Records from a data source

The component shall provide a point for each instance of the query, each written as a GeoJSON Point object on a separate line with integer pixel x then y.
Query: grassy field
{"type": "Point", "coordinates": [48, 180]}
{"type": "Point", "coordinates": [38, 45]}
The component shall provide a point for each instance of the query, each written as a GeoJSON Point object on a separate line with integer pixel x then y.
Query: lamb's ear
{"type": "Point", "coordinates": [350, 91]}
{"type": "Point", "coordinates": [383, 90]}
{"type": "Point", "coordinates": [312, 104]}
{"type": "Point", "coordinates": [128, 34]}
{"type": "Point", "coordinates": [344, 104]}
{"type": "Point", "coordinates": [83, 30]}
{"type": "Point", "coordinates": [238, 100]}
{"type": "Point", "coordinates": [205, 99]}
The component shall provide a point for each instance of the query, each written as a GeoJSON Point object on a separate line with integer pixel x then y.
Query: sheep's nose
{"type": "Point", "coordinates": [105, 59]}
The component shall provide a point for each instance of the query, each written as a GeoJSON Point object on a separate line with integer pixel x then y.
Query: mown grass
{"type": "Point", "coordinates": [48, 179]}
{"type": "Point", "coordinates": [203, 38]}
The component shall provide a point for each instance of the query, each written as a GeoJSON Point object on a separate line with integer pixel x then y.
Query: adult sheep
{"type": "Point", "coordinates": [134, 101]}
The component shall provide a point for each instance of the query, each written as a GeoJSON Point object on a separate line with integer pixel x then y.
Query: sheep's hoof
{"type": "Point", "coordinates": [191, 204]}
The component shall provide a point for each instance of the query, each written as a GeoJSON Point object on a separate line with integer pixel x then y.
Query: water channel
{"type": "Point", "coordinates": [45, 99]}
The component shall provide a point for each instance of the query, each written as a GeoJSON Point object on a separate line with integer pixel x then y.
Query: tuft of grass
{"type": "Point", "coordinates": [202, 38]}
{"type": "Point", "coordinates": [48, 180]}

- What you are asked to do
The records above need to be transcribed in full. Keep every character unchanged.

- The answer
The component shall provide a point for each instance of the query, each written as a GeoJSON Point object on a separate line with integer pixel x then y.
Query: grassy field
{"type": "Point", "coordinates": [48, 180]}
{"type": "Point", "coordinates": [38, 45]}
The component shall provide a point for each instance of the query, each written as a GeoJSON Point object on a separate line with integer pixel x then y.
Query: lamb's ear
{"type": "Point", "coordinates": [350, 91]}
{"type": "Point", "coordinates": [383, 90]}
{"type": "Point", "coordinates": [312, 104]}
{"type": "Point", "coordinates": [128, 34]}
{"type": "Point", "coordinates": [344, 104]}
{"type": "Point", "coordinates": [83, 30]}
{"type": "Point", "coordinates": [238, 100]}
{"type": "Point", "coordinates": [205, 99]}
The component shall provide a point for each instance of the query, each written as a GeoJSON Point object on a separate line with integer pixel x then y.
Query: sheep's nose
{"type": "Point", "coordinates": [105, 59]}
The component shall provide a point for each instance of the query, each written as a GeoJSON Point object on a separate line with integer pixel x then y.
Query: mown grass
{"type": "Point", "coordinates": [48, 179]}
{"type": "Point", "coordinates": [203, 38]}
The component shall provide a point for each instance of the query, each written as a GeoJSON Point object on a separate line with integer pixel x then y.
Query: adult sheep
{"type": "Point", "coordinates": [134, 101]}
The component shall provide a point for each instance of the query, each written as a GeoJSON Point object on a separate line with integer pixel x then y.
Query: sheep's hoof
{"type": "Point", "coordinates": [191, 204]}
The component shall provide a point for each instance of the query, each written as a GeoJSON Point object on a separate line with integer pixel x then y.
Query: water channel
{"type": "Point", "coordinates": [45, 99]}
The component shall provide a point for each instance of the query, each written as a GeoJSON Point object on a separate line with integer pixel x then y.
Query: tuft of grass
{"type": "Point", "coordinates": [202, 38]}
{"type": "Point", "coordinates": [48, 180]}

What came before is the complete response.